What is expected: Present the entries below as a numbered list, omitting any blank lines.

Records shown:
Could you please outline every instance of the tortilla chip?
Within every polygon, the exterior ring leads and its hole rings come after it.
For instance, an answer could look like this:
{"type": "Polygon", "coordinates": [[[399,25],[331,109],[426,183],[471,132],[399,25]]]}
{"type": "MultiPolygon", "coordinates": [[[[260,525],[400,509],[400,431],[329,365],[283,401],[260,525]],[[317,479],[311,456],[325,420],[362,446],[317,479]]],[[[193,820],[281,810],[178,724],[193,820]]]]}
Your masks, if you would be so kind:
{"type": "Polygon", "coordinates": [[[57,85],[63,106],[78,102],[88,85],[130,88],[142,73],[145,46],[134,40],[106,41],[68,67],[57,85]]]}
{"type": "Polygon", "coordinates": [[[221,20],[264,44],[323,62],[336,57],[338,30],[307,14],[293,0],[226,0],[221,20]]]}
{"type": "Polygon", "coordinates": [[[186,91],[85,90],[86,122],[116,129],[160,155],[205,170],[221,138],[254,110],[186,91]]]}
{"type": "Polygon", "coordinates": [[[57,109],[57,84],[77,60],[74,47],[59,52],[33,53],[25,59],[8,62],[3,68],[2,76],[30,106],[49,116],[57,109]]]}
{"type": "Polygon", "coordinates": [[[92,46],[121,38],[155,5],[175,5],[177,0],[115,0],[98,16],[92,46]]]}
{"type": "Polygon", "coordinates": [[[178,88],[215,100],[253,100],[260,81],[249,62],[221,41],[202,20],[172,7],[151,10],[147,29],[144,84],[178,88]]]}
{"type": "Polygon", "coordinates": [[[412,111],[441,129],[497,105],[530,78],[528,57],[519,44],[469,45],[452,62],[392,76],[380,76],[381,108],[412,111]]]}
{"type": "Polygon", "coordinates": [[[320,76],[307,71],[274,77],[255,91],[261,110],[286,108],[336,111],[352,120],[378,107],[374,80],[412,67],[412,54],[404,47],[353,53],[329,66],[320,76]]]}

Task response:
1. Could you please outline every instance of the tortilla chip?
2. Within every polygon, the exterior ring leads and its hole rings come after it.
3. For instance, an answer could look like this:
4. {"type": "Polygon", "coordinates": [[[399,25],[331,109],[426,183],[471,132],[399,25]]]}
5. {"type": "MultiPolygon", "coordinates": [[[[260,525],[400,509],[400,431],[329,365],[283,401],[260,525]],[[317,479],[311,456],[325,420],[362,446],[317,479]]],[[[193,820],[281,810],[178,724],[193,820]]]]}
6. Your masks, if you would be so kind:
7. {"type": "Polygon", "coordinates": [[[57,85],[63,106],[78,102],[88,85],[130,88],[142,73],[145,46],[134,40],[106,41],[68,67],[57,85]]]}
8. {"type": "Polygon", "coordinates": [[[221,20],[264,44],[323,62],[336,57],[338,30],[307,14],[293,0],[226,0],[221,20]]]}
9. {"type": "Polygon", "coordinates": [[[186,91],[85,90],[86,122],[116,129],[160,155],[205,170],[221,138],[254,110],[186,91]]]}
10. {"type": "Polygon", "coordinates": [[[57,109],[57,84],[77,60],[74,47],[59,52],[33,53],[25,59],[8,62],[3,68],[2,76],[30,106],[49,116],[57,109]]]}
11. {"type": "Polygon", "coordinates": [[[92,46],[121,38],[155,5],[175,5],[177,0],[115,0],[98,16],[92,46]]]}
12. {"type": "Polygon", "coordinates": [[[178,88],[215,100],[253,100],[260,81],[249,62],[221,41],[202,20],[172,7],[151,10],[147,29],[144,84],[178,88]]]}
13. {"type": "Polygon", "coordinates": [[[412,111],[441,129],[497,105],[530,78],[528,57],[519,44],[469,45],[452,62],[392,76],[380,76],[381,108],[412,111]]]}
14. {"type": "Polygon", "coordinates": [[[320,76],[307,71],[274,77],[255,91],[261,110],[286,108],[336,111],[352,120],[378,107],[374,80],[412,67],[412,54],[404,47],[353,53],[329,66],[320,76]]]}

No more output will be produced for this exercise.